■ EXERCISE GOAL
Rewrite all of the records below as one numbered list, leaving out any blank lines and the pictures.

■ INPUT
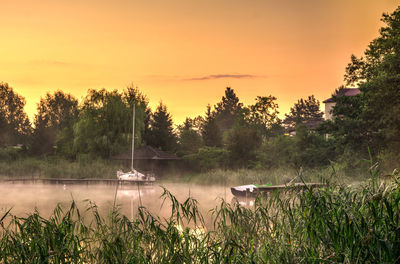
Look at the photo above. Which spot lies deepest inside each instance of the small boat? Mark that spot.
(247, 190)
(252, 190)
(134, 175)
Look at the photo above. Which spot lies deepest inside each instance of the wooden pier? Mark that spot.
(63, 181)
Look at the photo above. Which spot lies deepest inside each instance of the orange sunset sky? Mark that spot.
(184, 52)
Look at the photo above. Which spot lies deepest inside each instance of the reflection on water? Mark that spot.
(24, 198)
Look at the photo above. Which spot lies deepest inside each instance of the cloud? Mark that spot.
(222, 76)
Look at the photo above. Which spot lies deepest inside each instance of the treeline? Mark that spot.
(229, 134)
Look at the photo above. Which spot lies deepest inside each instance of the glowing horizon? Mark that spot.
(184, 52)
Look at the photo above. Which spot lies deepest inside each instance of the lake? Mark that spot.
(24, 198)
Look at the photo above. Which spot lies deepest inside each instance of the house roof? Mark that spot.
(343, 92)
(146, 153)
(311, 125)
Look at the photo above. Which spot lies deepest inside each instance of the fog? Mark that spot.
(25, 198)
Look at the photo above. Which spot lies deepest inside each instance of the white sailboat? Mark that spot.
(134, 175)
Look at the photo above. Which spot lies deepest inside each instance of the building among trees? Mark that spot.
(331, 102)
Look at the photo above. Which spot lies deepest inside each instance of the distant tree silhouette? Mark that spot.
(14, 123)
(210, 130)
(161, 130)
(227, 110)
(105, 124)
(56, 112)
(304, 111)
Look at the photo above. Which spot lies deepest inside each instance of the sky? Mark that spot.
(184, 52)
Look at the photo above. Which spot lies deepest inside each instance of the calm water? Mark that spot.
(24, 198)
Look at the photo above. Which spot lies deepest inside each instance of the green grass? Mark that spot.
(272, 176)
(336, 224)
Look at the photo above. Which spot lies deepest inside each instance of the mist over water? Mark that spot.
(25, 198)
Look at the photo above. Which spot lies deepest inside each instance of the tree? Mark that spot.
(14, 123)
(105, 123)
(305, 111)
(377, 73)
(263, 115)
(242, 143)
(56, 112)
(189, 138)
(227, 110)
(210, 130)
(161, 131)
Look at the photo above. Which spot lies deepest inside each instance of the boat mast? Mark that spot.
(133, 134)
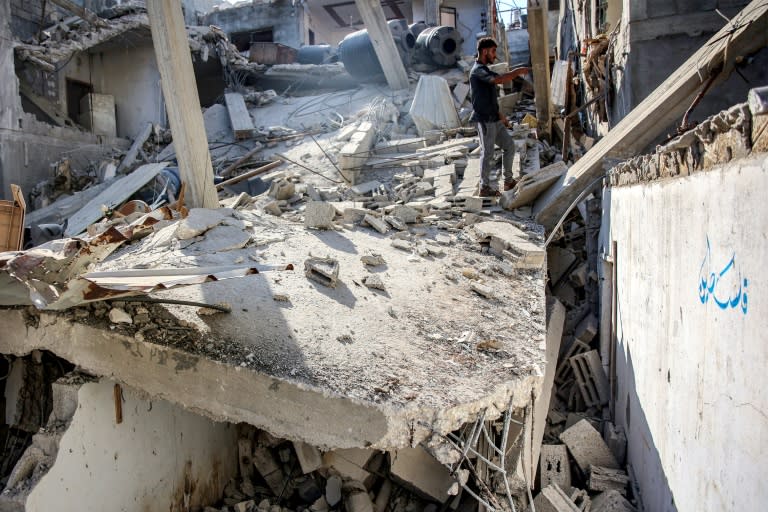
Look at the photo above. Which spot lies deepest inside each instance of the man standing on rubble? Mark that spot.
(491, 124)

■ THE ANSWER
1. Look at the photo above. Which spot lies deepest inside each instance of the small boat? Mark that spot.
2. (247, 190)
3. (252, 190)
4. (134, 175)
5. Look at the photo above. Which spot lies deepest inside each instance of the wooden pier? Mark that spot.
6. (63, 181)
7. Look at the photo above. Which spot lies deepest inside each instance of the orange sunset sky? Mark that spot.
8. (184, 52)
9. Look at the photo above. Which spot lies deepest inside each instance of the reflection on water? Mark that spot.
10. (24, 198)
11. Look at the photo above. Which spot lies deepest inside each instance of the cloud? Mark that spot.
12. (222, 76)
13. Look at the photo above. Which spot lies deepest inside each instance of the treeline? Mark that spot.
14. (229, 134)
15. Look at the photo above. Which spot lies deepest inside each instance of the glowing horizon? Mark that spot.
16. (184, 52)
17. Look at the photo above. Which spot lies deepest inside each instance of the lake? Mark that spot.
18. (24, 198)
19. Look at the photo above. Which spot lies deepest inside each instance of the house roof? Mark that spot.
20. (343, 92)
21. (146, 153)
22. (311, 125)
23. Look at the photo above. Which spot lies deepest inside each instance of the fog? Mark that spot.
24. (25, 198)
25. Look at the photo above. Which spot lies deepest inside each instance of the white sailboat? Mark that spot.
26. (134, 175)
27. Look at the photo above. Which spot lies deepest inside each instance of the building among trees? Mark that spot.
28. (331, 102)
29. Look at the photo above. Which spot lies deepest inside each instance of the distant tree silhouette? Mark that spot.
30. (14, 123)
31. (210, 130)
32. (161, 130)
33. (227, 110)
34. (105, 124)
35. (56, 112)
36. (304, 111)
37. Look at the photo above. Which spot lies deepest inside each instance of the sky? Mark that spot.
38. (184, 52)
39. Look at the photo above. Which spot lies deepest inside each instance of the calm water? Mark that spot.
40. (24, 198)
41. Look at the photo above. Which spot lies deepest inside each instance of the green grass? Mark that spot.
42. (272, 176)
43. (336, 224)
44. Look at the photo above. Which spot lies deepest inside each instance of the mist over water? Mark that spot.
45. (25, 198)
46. Look at the photo above. Which spot lies deepest inside each instance of the tree? Mark that spot.
47. (14, 123)
48. (105, 123)
49. (305, 111)
50. (377, 73)
51. (263, 115)
52. (242, 143)
53. (56, 112)
54. (189, 138)
55. (227, 110)
56. (210, 130)
57. (161, 131)
58. Look at the photo above. Which spot lies deepest inside each instance of the boat mast? Mark that spot.
59. (133, 134)
60. Look at the photo above. Which spot lies deepest inside each instance of the man standing on rubble? Mark that spot.
61. (491, 124)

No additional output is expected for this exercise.